Extract, unchanged, every line of the rows from the line containing "of the distant" up to and including the final line of the rows.

Pointing dataset excerpts
____________

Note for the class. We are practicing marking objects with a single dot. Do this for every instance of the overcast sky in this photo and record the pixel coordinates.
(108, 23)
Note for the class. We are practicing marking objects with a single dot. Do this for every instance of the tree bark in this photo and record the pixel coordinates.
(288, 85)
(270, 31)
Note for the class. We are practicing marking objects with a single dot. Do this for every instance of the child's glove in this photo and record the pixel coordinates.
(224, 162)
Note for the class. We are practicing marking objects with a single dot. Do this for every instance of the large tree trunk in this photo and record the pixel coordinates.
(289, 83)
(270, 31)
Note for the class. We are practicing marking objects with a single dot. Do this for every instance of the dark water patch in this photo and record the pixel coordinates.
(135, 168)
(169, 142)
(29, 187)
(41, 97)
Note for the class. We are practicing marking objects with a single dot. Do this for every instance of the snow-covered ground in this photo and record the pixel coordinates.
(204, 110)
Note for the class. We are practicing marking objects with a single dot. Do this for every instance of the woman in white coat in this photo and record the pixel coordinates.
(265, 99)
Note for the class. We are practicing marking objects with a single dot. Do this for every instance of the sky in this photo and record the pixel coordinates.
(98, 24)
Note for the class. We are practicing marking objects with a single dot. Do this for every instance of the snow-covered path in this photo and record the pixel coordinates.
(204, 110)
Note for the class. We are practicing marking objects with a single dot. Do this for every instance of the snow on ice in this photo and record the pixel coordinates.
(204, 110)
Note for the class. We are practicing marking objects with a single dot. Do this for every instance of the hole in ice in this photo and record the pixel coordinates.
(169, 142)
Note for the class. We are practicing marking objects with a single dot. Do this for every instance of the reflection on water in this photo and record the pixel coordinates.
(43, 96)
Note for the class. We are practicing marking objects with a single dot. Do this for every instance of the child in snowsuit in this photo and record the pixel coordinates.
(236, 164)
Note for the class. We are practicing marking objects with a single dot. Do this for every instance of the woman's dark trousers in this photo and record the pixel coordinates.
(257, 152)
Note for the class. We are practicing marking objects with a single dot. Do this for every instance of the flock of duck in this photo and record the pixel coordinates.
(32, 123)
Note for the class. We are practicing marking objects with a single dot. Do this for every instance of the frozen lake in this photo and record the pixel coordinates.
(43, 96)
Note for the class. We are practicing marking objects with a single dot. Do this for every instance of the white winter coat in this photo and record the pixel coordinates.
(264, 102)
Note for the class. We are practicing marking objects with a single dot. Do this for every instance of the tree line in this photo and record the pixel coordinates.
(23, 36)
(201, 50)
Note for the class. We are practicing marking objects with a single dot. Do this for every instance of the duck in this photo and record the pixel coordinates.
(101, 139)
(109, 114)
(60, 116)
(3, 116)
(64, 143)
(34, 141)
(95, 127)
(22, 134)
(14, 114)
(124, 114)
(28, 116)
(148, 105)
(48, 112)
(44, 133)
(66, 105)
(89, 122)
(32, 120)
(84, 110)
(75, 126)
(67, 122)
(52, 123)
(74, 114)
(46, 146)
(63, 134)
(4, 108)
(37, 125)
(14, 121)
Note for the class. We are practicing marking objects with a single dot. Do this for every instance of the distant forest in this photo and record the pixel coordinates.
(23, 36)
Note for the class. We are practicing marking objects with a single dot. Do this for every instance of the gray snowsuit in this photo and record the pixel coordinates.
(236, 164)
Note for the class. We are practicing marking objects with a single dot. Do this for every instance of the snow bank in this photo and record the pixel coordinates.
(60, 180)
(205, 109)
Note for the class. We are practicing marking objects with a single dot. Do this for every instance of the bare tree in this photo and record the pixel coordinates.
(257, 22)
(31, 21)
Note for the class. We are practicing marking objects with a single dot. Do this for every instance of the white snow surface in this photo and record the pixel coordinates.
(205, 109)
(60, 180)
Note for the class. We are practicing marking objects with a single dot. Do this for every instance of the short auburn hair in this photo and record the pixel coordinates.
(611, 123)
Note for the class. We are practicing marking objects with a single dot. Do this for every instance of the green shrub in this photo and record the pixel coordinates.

____________

SOLUTION TO THE PROBLEM →
Note for the class. We are practicing marking objects with a single dot. Do this for every instance of the distant forest in this photo and record the pixel coordinates.
(23, 36)
Note for the class. We are practicing marking objects with a single dot. Do this for every instance of the gray snowsuit in this photo and record the pixel coordinates.
(236, 164)
Note for the class. We are practicing marking objects with a single dot. Do this for every instance of the snow bank in this photo and record the pixel coordinates.
(60, 180)
(205, 109)
Note for the class. We are practicing marking objects with a single dot. Do this for every instance of the bare tree in this photo and record the pixel coordinates.
(257, 22)
(31, 21)
Note for the class. We are practicing marking objects with a single dot. Do this for every instance of the white snow surface in this photo and record the pixel coordinates.
(205, 109)
(60, 180)
Note for the class. We are practicing marking objects with a single dot. Do this for every instance of the short auburn hair in this photo and record the pixel coordinates.
(611, 123)
Note for the class. We are practicing marking objects with a single dot. Do this for every instance of the green shrub in this photo and record the pixel coordinates.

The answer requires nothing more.